Pointing records:
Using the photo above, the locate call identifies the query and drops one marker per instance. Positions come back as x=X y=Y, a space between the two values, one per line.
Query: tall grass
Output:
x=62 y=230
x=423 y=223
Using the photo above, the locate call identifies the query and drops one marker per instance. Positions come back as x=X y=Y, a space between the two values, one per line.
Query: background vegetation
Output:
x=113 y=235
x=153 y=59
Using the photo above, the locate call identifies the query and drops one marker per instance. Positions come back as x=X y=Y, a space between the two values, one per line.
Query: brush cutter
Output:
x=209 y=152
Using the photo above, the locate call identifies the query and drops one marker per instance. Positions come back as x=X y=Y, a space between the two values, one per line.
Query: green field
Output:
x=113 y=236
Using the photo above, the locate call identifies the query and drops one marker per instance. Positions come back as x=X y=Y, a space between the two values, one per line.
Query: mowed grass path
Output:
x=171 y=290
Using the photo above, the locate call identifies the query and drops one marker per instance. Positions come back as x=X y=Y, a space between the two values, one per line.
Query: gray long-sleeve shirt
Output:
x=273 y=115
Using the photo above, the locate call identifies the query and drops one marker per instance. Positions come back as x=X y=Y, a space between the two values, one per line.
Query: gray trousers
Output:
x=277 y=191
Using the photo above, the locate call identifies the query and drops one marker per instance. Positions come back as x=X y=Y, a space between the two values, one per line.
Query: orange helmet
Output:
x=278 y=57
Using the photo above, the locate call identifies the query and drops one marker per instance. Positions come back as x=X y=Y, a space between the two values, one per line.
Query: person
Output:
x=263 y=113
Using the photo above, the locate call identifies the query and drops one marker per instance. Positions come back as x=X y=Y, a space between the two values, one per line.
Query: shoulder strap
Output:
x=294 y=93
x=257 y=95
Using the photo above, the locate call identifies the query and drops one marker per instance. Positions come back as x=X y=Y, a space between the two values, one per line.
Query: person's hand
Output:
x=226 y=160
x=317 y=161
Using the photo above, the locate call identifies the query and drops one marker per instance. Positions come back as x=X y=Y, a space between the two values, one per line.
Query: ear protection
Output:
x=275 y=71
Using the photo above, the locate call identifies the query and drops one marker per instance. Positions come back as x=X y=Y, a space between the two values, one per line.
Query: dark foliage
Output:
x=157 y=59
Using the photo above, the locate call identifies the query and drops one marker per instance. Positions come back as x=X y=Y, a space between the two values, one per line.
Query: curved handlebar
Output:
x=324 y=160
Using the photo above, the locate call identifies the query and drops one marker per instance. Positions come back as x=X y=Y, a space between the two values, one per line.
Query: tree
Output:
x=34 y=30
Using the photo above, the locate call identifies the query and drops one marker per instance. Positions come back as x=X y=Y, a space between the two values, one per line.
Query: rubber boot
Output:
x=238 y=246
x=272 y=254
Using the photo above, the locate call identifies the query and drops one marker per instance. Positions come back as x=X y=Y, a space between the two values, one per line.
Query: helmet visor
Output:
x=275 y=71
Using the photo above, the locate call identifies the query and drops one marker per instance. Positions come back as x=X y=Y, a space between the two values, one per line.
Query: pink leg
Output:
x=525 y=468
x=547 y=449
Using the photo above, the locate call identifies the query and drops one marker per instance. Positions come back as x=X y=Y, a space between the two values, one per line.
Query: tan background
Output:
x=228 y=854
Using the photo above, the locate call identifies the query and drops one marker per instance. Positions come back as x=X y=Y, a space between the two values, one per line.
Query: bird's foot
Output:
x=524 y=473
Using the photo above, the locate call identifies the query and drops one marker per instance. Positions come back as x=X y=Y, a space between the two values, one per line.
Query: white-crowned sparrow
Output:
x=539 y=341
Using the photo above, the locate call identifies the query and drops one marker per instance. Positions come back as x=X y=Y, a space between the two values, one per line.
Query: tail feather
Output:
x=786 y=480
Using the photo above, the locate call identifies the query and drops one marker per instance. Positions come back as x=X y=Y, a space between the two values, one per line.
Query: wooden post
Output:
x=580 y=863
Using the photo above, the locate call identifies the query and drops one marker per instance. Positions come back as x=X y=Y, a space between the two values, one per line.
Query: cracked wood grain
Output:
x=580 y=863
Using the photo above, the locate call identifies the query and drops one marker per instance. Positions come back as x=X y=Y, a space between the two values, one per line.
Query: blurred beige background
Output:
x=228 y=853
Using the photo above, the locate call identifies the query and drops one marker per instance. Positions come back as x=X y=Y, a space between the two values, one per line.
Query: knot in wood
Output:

→ WHAT THIS TASK INVOLVES:
Reproduce every one of the lines above verbatim, from the first through the last, without any alteration.

→ CORRECT RESULT:
Using the photo above, the locate call identifies the query and drops one marker per instance. Positions come back as x=X y=Y, a space between the two values, one per line.
Query: tall grass
Output:
x=62 y=230
x=423 y=223
Using the photo above, the locate call identifies the query and drops one marker per instance. Positions come back as x=X y=Y, a space between the two values, one per line.
Query: background vegetation
Output:
x=113 y=235
x=153 y=59
Using the photo above, the locate call identifies the query and drops one marker per instance. Positions come back as x=X y=Y, a space between the two values, one per line.
Query: brush cutter
Output:
x=209 y=152
Using the photo above, the locate call identifies the query and drops one marker per instance. Positions come back as x=X y=Y, a space between the two values, one per line.
Query: green field
Output:
x=113 y=236
Using the photo above, the locate call identifies the query and drops one marker per instance. Positions come back as x=X y=Y, a space between the two values, one per line.
Query: mowed grass path
Output:
x=171 y=290
Using the photo above, the locate call identifies the query and drops one marker per instance. Positions come back as x=X y=Y, a space between the two values, one per line.
Query: gray long-sleeve shirt
Output:
x=273 y=115
Using the photo above, the locate call identifies the query and drops one marker per instance. Positions come back as x=X y=Y, a space between the two values, one per line.
Query: gray trousers
Output:
x=277 y=191
Using the photo above, the locate call identifies the query and drops one marker per instance. Positions come back as x=X y=Y, a space between the two values, one per line.
Query: orange helmet
Output:
x=278 y=57
Using the photo above, the locate call identifies the query and drops one marker per instance. Positions come back as x=X y=Y, a space between the two values, one per line.
Query: person
Output:
x=263 y=113
Using the photo above, the locate call identifies the query and drops one marker per instance. Positions come back as x=X y=Y, a space between the two values, one per line.
Query: shoulder strap
Output:
x=294 y=93
x=257 y=95
Using the photo above, the locate call identifies the query and drops one marker per instance. Positions come back as x=X y=Y, a space between the two values, one per line.
Query: person's hand
Output:
x=226 y=160
x=317 y=161
Using the photo above, the locate call identifies the query and drops one marker per instance. Positions come back as x=X y=Y, a space between the two values, one per line.
Query: ear protection
Output:
x=275 y=71
Using the photo above, the locate call identifies the query and drops one marker per instance. Positions come back as x=X y=Y, a space between the two values, one per line.
Query: dark foliage
Output:
x=157 y=59
Using the photo above, the locate call identifies the query and drops one marker per instance. Positions come back as x=X y=Y, a space between the two values, one per line.
Query: curved handlebar
Output:
x=324 y=160
Using the photo above, the locate call identifies the query and drops one marker per instance. Positions come back as x=X y=Y, a space between the two values, one per line.
Query: tree
Output:
x=34 y=30
Using the photo above, the locate call identifies the query and drops one marker per instance. Positions come back as x=X y=Y, a space between the two values, one per line.
Query: rubber boot
Output:
x=238 y=246
x=272 y=254
Using the photo above, the locate call identifies the query and drops one marker per instance. Positions come back as x=X y=Y, a space between the two values, one per line.
Query: helmet visor
Output:
x=275 y=71
Using the photo above, the locate call identifies the query and drops one marker per instance. Positions come back as x=X y=Y, a space between the two values, one per line.
Query: pink leg
Output:
x=525 y=468
x=547 y=449
Using the photo above, the locate call identifies the query and drops one marker per instance. Positions come back as x=X y=Y, a space between the two values, one per line.
Query: tan background
Output:
x=228 y=854
Using the photo above, the locate call identifies the query and drops one marker per instance. Positions come back as x=X y=Y, a space between the two values, one per line.
Query: bird's foot
Output:
x=524 y=473
Using the photo above, the locate call identifies the query and drops one marker per instance. Positions come back as x=X y=Y, a space between the two values, one per line.
Query: white-crowned sparrow
Output:
x=539 y=341
Using the photo above, the locate call identifies the query and drops one marker per instance. Positions come back as x=X y=Y, a space between the two values, one per line.
Query: tail feather
Output:
x=786 y=480
Using the photo above, the locate call identifies the query and drops one marker per instance. Positions come back as x=X y=Y, a space between the two values, one per line.
Query: wooden post
Output:
x=580 y=863
Using the photo above, the locate call identifies the query and drops one marker per instance. Positions come back as x=X y=Y, a space between the two values, one per line.
Query: cracked wood grain
Output:
x=580 y=863
Using the photo above, the locate call identifies the query and drops one marker per instance. Positions come back as x=X y=Y, a space between the two values, one per line.
Query: blurred beige background
Output:
x=228 y=853
Using the photo above, the locate call identifies the query and drops one marker per instance. Positions come back as x=X y=Y, a space between the two values, one per line.
Query: knot in wood
Output:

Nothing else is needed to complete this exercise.